* [Activity]: When you find the line that contains "Would you kindly point at the clear", restate it and all lines after it exactly, stopping at the end of the material.

--- Information given Enclosed Below ---

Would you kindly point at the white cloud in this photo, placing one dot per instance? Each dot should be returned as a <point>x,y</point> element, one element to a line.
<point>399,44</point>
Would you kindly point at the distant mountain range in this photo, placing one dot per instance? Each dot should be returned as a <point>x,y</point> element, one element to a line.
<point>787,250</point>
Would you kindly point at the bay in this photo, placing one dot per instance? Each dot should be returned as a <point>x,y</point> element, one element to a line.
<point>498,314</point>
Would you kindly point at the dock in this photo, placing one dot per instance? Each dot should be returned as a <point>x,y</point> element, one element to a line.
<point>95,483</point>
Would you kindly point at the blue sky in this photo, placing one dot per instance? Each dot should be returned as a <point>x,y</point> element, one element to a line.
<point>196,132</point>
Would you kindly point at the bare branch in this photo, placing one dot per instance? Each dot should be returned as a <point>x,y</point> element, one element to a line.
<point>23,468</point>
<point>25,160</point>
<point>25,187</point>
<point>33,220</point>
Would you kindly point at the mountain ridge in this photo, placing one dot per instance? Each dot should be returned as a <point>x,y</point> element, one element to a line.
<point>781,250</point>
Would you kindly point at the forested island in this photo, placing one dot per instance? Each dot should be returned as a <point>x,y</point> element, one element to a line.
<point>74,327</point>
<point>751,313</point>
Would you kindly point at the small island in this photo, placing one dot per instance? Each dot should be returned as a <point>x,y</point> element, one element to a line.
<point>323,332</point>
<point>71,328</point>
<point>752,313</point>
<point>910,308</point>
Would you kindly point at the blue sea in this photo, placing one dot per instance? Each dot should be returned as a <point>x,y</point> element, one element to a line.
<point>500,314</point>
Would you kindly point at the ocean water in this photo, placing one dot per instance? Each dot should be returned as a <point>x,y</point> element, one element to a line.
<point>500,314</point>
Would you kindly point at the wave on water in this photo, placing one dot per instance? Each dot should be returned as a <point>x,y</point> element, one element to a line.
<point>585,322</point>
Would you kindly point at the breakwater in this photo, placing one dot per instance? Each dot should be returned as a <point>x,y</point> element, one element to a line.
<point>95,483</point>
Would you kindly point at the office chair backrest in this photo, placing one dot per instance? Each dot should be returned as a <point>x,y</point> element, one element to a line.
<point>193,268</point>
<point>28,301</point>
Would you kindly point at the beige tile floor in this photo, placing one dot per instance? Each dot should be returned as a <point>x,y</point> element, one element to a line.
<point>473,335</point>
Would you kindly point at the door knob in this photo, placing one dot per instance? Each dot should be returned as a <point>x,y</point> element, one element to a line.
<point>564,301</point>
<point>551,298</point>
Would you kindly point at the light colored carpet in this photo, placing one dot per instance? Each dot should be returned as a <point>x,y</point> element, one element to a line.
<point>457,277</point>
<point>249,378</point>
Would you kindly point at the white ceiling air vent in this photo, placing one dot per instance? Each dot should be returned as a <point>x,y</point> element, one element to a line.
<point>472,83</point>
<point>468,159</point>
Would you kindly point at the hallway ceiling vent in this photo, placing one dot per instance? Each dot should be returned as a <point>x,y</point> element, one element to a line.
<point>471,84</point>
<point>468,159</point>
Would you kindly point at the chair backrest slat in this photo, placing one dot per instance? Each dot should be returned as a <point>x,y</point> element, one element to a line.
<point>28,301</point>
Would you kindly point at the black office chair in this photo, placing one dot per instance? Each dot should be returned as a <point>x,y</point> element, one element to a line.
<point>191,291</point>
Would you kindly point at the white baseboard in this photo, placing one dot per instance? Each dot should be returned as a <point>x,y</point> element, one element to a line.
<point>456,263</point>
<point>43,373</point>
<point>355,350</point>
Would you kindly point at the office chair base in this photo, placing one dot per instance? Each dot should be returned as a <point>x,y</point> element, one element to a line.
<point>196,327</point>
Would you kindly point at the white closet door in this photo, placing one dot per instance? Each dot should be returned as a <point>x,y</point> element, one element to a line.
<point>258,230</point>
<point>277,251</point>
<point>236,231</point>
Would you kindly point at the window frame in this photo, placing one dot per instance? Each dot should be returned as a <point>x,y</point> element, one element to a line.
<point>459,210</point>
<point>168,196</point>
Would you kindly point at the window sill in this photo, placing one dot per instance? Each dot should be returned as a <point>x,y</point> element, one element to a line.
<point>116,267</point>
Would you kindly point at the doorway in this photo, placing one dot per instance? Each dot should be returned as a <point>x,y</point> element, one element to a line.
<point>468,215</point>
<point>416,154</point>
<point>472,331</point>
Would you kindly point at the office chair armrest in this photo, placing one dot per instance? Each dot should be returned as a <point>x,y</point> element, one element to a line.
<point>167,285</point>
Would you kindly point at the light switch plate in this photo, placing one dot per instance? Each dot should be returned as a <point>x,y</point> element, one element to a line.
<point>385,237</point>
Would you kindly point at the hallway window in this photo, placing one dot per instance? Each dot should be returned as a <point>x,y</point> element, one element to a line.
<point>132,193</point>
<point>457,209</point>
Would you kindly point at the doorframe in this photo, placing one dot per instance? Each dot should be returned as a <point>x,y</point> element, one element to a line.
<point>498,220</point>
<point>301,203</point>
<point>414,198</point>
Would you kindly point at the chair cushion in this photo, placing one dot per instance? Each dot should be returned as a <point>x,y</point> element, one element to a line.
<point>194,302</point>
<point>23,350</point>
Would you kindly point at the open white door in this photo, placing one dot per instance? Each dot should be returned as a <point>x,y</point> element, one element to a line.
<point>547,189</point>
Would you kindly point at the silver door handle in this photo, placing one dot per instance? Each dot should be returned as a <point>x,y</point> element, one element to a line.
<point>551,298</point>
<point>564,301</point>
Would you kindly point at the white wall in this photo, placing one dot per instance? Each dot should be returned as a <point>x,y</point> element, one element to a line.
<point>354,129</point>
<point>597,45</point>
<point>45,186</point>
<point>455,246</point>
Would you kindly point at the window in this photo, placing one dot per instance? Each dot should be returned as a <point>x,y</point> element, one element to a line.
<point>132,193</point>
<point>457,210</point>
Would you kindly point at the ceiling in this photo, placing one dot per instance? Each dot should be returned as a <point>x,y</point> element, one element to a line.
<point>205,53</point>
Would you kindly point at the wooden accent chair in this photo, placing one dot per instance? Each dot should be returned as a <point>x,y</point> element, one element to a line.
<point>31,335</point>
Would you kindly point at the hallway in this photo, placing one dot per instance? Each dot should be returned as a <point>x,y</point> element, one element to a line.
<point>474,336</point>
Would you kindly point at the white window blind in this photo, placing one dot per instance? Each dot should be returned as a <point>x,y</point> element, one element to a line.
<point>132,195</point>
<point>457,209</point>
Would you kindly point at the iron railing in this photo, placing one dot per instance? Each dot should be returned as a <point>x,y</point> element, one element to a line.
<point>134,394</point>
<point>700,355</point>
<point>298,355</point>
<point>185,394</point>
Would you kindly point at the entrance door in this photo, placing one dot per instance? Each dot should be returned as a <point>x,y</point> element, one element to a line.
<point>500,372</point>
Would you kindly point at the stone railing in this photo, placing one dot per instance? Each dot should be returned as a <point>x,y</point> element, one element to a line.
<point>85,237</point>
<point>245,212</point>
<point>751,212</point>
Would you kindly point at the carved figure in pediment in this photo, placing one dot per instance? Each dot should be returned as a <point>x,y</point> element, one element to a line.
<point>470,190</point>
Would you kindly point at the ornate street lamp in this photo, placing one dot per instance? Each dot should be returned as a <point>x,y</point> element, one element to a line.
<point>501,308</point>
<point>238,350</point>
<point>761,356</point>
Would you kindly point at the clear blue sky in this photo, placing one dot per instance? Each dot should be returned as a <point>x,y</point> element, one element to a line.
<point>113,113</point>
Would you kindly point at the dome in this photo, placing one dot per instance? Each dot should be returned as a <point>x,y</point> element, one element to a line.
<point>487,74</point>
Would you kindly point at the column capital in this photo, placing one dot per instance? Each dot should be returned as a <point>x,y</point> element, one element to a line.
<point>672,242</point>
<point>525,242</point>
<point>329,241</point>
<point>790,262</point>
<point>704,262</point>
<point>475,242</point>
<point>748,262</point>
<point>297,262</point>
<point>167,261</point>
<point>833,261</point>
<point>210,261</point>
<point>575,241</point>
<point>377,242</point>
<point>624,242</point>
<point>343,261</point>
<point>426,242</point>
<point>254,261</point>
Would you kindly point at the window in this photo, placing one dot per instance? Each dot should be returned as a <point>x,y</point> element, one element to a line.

--- End of Enclosed Information given ---

* [Task response]:
Would you kindly point at the clear blue sky in this photo, placing one dot per instance? Each dot should be returned as a <point>x,y</point> element, one element to a line.
<point>113,113</point>
Would you kindly point at the dome in this photo, placing one dot per instance? Each dot should be returned as a <point>x,y</point> element, one element to a line.
<point>487,74</point>
Would you kindly point at the column capital in this photo, placing one dot per instance? Each dot should be returned as a <point>x,y</point> element, one element to a line.
<point>672,242</point>
<point>525,242</point>
<point>329,241</point>
<point>790,262</point>
<point>704,262</point>
<point>475,242</point>
<point>748,262</point>
<point>297,262</point>
<point>167,261</point>
<point>833,261</point>
<point>210,261</point>
<point>575,241</point>
<point>377,242</point>
<point>624,242</point>
<point>343,261</point>
<point>426,242</point>
<point>254,261</point>
Would you kindly point at the window in this photo, placing one dot per instance? Each dot should be returned as a <point>x,y</point> element, one element to a line.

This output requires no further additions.